_What you are asked to do_: Return nothing but the lines from the line containing "Which pixel sits" through the last line of the records, reproduced exactly.

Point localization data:
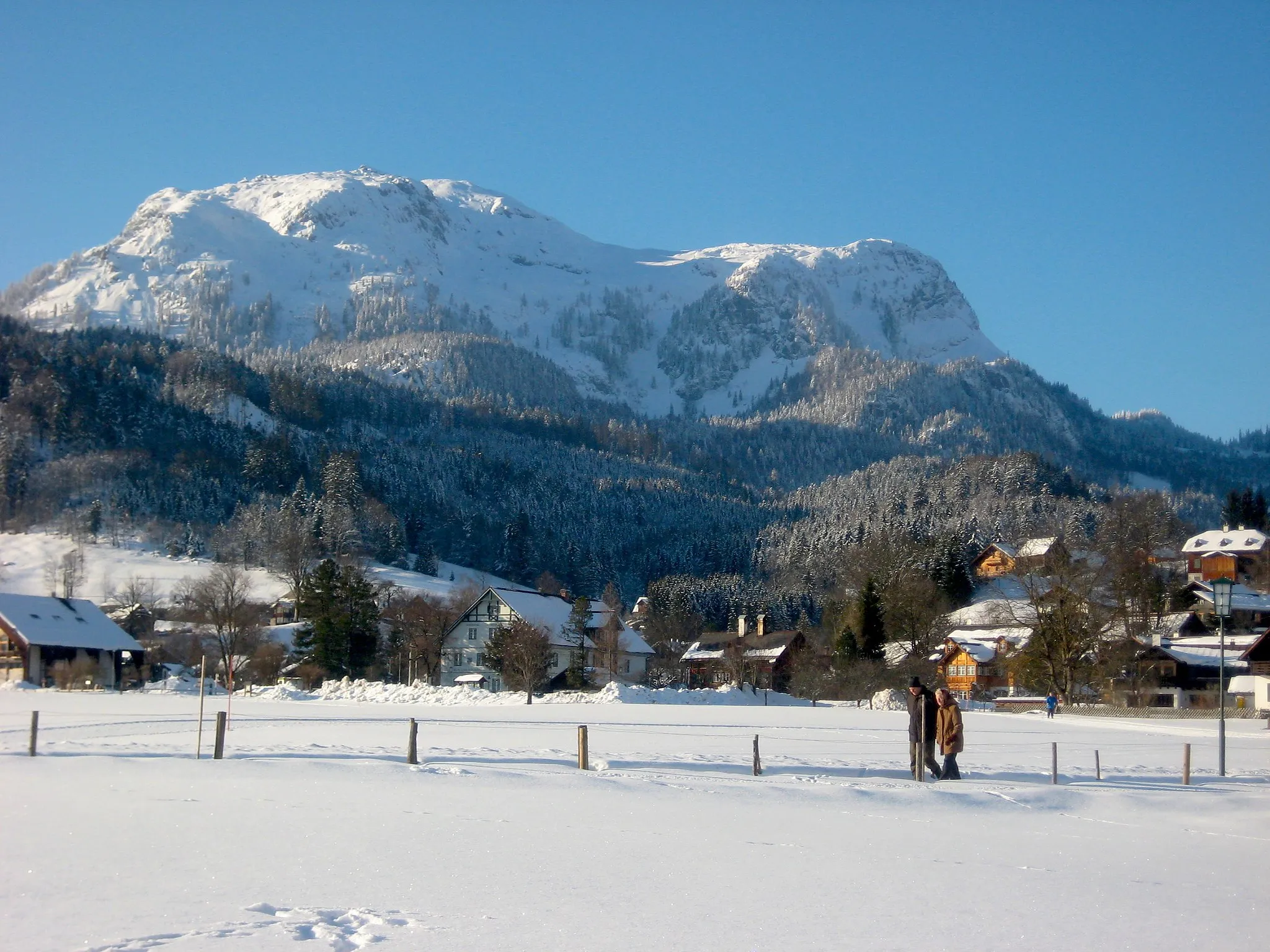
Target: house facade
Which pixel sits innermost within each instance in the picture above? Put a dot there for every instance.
(463, 654)
(761, 658)
(973, 660)
(1240, 555)
(41, 637)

_Response for this exercise_:
Which pixel sits innermost within each instance in the picture above? Put a dot there for every instance.
(463, 654)
(761, 658)
(973, 660)
(1240, 555)
(41, 637)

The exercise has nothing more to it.